DOCUMENT TEXT -
=== Section Start ===
Pyridazine is a heteroaromatic organic compound with the molecular formula C4H4N2, sometimes called 1,2-diazine. It contains a six-membered ring with two adjacent nitrogen atoms, and is aromatic. It is a colorless liquid with a boiling point of 208 °C.
The pyridazine ring system is a 1, 2- diazine or o- diaza benzene. It is a planar molecule for having a maximum of two kekule structures possible. Historically, pyridazines were first named by Knorr, while Fischer3 prepared the first substituted compounds but Tauber was the first to synthesize the unsubstituted pyridazine. At room temperature, it is a colorless liquid with pyridine like odor, owing to its imine functional groups, and has a relatively high boiling point (2080 C) and low melting point (-80 C).
Pyridazine has no household use. It is mainly used in research and industry as building block for more complex compounds.
Synthesis and Structure of Pyridazine
Pyridazines are heterocyclic compounds with an N-N bond in their ring structure. The pyridazine molecule is a π-deficient heteroaromatic compound similar to pyridine. Due to the presence of the π-deficient nitrogen aromatic heterocycles these compounds are more easily soluble in water when compared to other hydrocarbons. The basic aromatic ring system of pyridazine contains two adjacent nitrogen atoms.
The parent heterocycle was first prepared by oxidation of benzocinnoline to the pyridazinetetracarboxylic acid followed by decarboxylation. A better route to this otherwise esoteric compound starts with the maleic hydrazide. These heterocycles are often prepared via condensation of 1,4-diketones or 4-ketoacids with hydrazines.
=== Section End ===
REQUIREMENT 1 -
Answer these questions from the pyridazine text.
(a) Who was the first to synthesize unsubstituted pyridazine?
(b) With what compound does the better route to the parent heterocycle start?
(c) What is pyridazine mainly used for in research and industry?
REQUIREMENT 2 - Reproduce word for word the part of the pyridazine text starting with "The parent heterocycle" and going on through "4-ketoacids with hydrazines.".

RECORDS -
=== Section Start ===
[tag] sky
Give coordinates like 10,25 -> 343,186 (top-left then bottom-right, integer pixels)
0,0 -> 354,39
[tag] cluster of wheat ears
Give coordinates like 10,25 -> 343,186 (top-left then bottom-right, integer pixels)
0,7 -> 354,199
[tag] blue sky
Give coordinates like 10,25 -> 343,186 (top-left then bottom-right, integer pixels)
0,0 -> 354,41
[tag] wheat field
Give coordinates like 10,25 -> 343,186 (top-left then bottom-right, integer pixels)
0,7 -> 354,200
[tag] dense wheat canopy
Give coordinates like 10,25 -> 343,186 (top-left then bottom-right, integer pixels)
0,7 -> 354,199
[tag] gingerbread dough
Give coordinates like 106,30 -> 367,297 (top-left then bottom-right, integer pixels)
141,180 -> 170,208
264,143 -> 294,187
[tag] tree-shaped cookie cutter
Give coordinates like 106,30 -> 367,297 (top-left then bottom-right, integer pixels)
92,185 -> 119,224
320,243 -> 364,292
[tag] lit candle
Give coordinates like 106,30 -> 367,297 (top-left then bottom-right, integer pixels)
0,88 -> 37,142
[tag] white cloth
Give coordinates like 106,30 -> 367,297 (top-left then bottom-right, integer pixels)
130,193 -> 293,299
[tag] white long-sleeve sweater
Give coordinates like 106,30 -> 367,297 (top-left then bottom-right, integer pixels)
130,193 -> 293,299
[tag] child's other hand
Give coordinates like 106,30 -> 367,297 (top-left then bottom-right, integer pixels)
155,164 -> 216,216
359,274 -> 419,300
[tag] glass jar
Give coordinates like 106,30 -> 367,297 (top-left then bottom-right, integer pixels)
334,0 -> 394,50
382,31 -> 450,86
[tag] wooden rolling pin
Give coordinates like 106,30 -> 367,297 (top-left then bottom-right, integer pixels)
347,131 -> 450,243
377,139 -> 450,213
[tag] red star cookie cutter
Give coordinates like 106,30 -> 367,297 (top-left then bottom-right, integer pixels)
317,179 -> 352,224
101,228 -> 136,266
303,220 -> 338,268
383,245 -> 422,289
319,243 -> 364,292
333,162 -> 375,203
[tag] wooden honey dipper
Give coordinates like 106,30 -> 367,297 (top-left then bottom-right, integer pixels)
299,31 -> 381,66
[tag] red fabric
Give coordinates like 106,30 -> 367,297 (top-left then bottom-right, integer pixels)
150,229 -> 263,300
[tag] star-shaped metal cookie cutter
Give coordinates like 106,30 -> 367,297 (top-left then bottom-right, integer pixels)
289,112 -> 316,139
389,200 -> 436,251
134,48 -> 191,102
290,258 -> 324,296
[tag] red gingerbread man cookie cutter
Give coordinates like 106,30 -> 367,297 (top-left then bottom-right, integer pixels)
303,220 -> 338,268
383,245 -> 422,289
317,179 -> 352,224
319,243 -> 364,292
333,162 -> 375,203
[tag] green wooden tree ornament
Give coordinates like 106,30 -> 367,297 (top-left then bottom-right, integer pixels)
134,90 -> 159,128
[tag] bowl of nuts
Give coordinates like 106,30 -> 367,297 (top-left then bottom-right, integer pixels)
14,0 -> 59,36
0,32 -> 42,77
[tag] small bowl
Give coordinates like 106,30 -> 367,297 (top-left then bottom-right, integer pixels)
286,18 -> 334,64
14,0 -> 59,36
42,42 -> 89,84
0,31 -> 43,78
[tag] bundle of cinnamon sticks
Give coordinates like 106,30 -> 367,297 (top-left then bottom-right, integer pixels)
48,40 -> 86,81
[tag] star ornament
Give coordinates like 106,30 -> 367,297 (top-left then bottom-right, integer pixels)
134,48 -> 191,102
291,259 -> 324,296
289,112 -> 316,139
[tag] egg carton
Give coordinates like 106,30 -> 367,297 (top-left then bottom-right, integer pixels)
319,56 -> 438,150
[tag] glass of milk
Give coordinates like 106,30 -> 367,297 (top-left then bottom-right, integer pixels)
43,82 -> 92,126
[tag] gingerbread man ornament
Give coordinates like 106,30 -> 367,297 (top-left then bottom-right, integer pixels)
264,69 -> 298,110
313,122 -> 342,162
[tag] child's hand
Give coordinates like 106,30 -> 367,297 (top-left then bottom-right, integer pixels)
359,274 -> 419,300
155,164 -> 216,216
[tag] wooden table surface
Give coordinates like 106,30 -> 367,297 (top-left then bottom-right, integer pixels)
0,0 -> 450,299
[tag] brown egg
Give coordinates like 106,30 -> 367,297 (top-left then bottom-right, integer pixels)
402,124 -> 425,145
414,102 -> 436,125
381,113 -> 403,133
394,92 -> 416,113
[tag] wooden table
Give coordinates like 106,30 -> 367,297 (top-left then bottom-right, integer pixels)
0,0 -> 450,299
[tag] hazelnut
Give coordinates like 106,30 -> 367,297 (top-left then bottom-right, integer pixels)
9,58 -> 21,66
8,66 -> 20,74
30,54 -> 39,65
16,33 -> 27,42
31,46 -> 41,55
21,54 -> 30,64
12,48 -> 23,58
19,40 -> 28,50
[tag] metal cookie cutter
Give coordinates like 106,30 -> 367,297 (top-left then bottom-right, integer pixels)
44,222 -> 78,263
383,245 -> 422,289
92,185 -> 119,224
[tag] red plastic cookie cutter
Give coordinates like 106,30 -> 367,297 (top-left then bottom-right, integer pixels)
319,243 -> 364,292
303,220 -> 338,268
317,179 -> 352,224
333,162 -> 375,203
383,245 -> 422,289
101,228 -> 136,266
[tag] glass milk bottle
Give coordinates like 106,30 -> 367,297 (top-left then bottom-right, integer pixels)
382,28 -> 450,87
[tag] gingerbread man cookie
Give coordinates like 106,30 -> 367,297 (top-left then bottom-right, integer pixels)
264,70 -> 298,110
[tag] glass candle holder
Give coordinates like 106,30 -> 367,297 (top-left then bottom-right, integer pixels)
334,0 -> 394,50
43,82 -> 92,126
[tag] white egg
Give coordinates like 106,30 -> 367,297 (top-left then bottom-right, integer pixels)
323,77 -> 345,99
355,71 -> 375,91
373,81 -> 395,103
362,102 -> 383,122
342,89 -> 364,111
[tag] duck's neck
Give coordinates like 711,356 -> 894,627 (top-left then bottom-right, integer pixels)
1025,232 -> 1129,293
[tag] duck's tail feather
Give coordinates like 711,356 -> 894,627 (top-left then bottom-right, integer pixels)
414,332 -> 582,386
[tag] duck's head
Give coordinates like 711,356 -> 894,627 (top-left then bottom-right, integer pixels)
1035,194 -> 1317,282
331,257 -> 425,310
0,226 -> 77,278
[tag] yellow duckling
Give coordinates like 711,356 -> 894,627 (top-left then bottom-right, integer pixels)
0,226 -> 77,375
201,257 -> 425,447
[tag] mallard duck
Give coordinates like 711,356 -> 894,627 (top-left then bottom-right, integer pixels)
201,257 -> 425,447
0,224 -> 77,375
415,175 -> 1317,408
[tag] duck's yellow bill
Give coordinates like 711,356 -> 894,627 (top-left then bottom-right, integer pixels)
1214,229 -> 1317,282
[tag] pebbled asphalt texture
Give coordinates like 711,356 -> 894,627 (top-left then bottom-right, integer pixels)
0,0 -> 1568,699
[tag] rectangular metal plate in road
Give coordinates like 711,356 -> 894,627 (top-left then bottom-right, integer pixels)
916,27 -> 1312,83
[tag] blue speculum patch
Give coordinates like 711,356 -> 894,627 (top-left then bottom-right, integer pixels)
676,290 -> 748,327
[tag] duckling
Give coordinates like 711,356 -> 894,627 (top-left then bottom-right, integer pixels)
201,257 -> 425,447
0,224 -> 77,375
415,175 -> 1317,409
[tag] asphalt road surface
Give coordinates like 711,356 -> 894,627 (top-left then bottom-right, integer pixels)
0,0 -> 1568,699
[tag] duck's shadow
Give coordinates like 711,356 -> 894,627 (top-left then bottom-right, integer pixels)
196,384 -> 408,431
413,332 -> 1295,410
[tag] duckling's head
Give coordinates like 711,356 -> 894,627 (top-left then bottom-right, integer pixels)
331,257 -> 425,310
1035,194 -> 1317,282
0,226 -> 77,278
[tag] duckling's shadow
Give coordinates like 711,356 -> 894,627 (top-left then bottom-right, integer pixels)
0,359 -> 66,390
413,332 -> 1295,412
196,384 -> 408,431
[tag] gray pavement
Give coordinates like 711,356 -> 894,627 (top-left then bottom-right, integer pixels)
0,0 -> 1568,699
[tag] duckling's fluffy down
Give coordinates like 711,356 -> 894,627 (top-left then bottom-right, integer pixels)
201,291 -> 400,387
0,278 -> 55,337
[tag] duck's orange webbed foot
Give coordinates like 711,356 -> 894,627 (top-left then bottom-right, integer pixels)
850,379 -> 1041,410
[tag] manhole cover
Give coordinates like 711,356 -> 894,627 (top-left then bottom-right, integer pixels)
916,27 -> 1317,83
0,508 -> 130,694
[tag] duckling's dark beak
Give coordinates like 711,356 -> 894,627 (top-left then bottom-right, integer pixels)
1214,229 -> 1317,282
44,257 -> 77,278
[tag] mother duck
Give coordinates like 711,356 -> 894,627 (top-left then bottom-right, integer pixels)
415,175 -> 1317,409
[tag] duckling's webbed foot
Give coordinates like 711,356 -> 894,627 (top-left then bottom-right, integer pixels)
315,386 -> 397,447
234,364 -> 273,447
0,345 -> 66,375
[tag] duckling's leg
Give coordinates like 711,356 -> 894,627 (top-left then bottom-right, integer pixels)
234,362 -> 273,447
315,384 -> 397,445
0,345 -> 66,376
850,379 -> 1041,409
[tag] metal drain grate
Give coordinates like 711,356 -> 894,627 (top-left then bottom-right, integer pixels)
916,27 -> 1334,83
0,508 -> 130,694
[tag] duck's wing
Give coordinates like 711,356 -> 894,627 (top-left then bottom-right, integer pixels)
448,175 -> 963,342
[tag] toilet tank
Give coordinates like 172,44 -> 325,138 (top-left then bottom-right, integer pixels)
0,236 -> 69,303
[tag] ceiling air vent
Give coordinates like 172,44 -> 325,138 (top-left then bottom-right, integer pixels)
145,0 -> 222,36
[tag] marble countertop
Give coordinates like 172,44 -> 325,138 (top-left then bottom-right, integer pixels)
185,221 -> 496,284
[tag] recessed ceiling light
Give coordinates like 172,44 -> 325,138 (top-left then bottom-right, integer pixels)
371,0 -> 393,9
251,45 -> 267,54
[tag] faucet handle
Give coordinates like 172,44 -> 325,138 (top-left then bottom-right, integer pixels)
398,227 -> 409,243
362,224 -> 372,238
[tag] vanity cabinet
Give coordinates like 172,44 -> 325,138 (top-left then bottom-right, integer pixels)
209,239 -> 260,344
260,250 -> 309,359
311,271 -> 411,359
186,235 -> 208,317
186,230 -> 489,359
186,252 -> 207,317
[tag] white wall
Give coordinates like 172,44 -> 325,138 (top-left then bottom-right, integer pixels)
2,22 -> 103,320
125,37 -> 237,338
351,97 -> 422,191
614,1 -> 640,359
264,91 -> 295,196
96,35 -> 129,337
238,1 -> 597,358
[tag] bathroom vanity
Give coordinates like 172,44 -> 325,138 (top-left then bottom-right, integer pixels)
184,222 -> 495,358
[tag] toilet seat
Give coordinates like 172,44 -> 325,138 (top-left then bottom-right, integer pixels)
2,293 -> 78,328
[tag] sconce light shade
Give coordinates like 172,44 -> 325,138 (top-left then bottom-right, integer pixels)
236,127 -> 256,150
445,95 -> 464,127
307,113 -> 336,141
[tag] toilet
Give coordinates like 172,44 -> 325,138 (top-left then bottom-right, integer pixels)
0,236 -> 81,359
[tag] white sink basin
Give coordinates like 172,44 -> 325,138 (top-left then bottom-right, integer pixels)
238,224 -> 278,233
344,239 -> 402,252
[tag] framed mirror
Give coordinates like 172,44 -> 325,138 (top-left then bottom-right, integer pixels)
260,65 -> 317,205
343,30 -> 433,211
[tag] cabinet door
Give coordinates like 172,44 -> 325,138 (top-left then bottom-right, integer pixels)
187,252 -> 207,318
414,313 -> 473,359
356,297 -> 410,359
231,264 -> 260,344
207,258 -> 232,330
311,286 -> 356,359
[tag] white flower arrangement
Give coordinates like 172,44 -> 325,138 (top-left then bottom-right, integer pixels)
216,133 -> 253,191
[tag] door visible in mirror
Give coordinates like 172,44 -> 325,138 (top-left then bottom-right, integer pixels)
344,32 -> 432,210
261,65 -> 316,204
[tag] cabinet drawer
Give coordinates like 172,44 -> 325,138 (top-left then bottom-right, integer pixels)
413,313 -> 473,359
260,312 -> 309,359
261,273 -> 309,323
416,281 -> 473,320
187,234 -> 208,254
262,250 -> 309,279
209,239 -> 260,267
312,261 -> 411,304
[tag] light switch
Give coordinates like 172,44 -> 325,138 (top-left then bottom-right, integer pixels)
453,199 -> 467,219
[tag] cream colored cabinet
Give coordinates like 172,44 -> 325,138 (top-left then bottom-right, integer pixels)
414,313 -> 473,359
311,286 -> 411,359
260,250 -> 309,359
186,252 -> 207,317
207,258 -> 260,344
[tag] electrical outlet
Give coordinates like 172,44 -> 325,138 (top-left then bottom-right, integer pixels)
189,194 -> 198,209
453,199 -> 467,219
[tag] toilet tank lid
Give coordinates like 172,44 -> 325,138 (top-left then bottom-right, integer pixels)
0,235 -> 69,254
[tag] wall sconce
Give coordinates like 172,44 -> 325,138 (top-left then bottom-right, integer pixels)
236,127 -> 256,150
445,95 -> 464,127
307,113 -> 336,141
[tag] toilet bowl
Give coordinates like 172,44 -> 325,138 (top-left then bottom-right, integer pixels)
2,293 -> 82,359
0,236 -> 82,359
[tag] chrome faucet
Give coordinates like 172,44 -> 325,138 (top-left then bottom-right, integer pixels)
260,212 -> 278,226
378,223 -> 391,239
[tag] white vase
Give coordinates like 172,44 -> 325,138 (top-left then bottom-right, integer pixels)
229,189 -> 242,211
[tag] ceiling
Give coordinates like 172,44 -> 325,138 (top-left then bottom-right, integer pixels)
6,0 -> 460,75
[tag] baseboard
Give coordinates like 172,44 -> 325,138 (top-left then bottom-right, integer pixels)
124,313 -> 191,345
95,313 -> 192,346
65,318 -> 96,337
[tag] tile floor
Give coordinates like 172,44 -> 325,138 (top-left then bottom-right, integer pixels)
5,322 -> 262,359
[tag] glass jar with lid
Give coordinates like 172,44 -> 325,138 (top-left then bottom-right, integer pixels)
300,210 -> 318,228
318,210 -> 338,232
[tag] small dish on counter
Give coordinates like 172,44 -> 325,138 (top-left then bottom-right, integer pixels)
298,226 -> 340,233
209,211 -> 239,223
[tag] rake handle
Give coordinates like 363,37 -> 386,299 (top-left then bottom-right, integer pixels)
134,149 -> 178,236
=== Section End ===
TASK ANSWER 1 -
(a) Tauber
(b) Maleic hydrazide
(c) As a building block for more complex compounds

TASK ANSWER 2 -
The parent heterocycle was first prepared by oxidation of benzocinnoline to the pyridazinetetracarboxylic acid followed by decarboxylation. A better route to this otherwise esoteric compound starts with the maleic hydrazide. These heterocycles are often prepared via condensation of 1,4-diketones or 4-ketoacids with hydrazines.